Students had heard rumors that Roberts had returned to campus, but when he slipped into the chapel as George Pearsons, ORU board of regents chairman, was speaking, students nearby recognized him and let out a roar of a cheer that became the first of many standing ovations.

Roberts told the crowd that every allegation raised by a lawsuit against ORU and his son, university President Richard Roberts, was false. He said he was proud of ORU and its accomplishments “for the word of God,” and he said “the devil has come in to steal it away.”

“The devil is not going to steal ORU,” he said.

Oral Roberts said the university was born out of a healing ministry, and so ORU would turn to mediation this week to resolve the lawsuit.

“This will be over and behind us, and my son will be back and be president of Oral Roberts University,” he said.

On Oct. 2, three former ORU professors — John Swails, Tim Brooker and Paulita Brooker — filed the lawsuit, claiming they had been wrongfully fired or wrongfully forced to resign. Their lawsuit alleges Richard Roberts illegally involved ORU in a political campaign, and a report attached to the legal petition contains allegations that Richard Roberts’ family misspent ORU and Oral Roberts Ministries money —and more.

The former professors allege that turning over the report to the board of regents lost them their jobs.

Last week, Richard Roberts took a leave of absence while the allegations are worked through. In the meantime, Oral Roberts and Billy Joe Daugherty, ORU alumnus and co-pastor of Victory Christian Center, are leading the university as co-interim presidents.

Oral Roberts said he had moved back to Tulsa from California.

Pearsons said in a written statement from ORU that whether Richard Roberts will return as president is undetermined.

The board and an outside legal firm are investigating the lawsuit’s allegations and auditing the university.

On Monday, Gary Richardson, attorney for the former professors, said he and his clients asked to work through the issues with ORU before filing the lawsuit but did not get a response from the university.

───

_WORK TO COMPLETE_
**A)** Extract the portion of the ORU article starting with "Last week, Richard" and going on through "president is undetermined.".
**B)** In the ORU article, who filed the lawsuit on Oct. 2?
**C)** Using the ORU article, explain in one to three sentences why Oral Roberts said the university would turn to mediation to resolve the lawsuit.
The lines after the ORU article are separate material.

_SUPPLIED DATA_
───

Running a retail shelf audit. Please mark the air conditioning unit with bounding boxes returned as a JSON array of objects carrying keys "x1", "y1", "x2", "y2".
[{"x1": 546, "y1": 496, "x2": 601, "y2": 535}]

───

_SOLUTIONS IN ORDER_
**A)**
Last week, Richard Roberts took a leave of absence while the allegations are worked through. In the meantime, Oral Roberts and Billy Joe Daugherty, ORU alumnus and co-pastor of Victory Christian Center, are leading the university as co-interim presidents.

Oral Roberts said he had moved back to Tulsa from California.

Pearsons said in a written statement from ORU that whether Richard Roberts will return as president is undetermined.

**B)** Three former ORU professors filed it: John Swails, Tim Brooker and Paulita Brooker.

**C)** Oral Roberts said the university was born out of a healing ministry. For that reason, ORU would turn to mediation that week to resolve the lawsuit.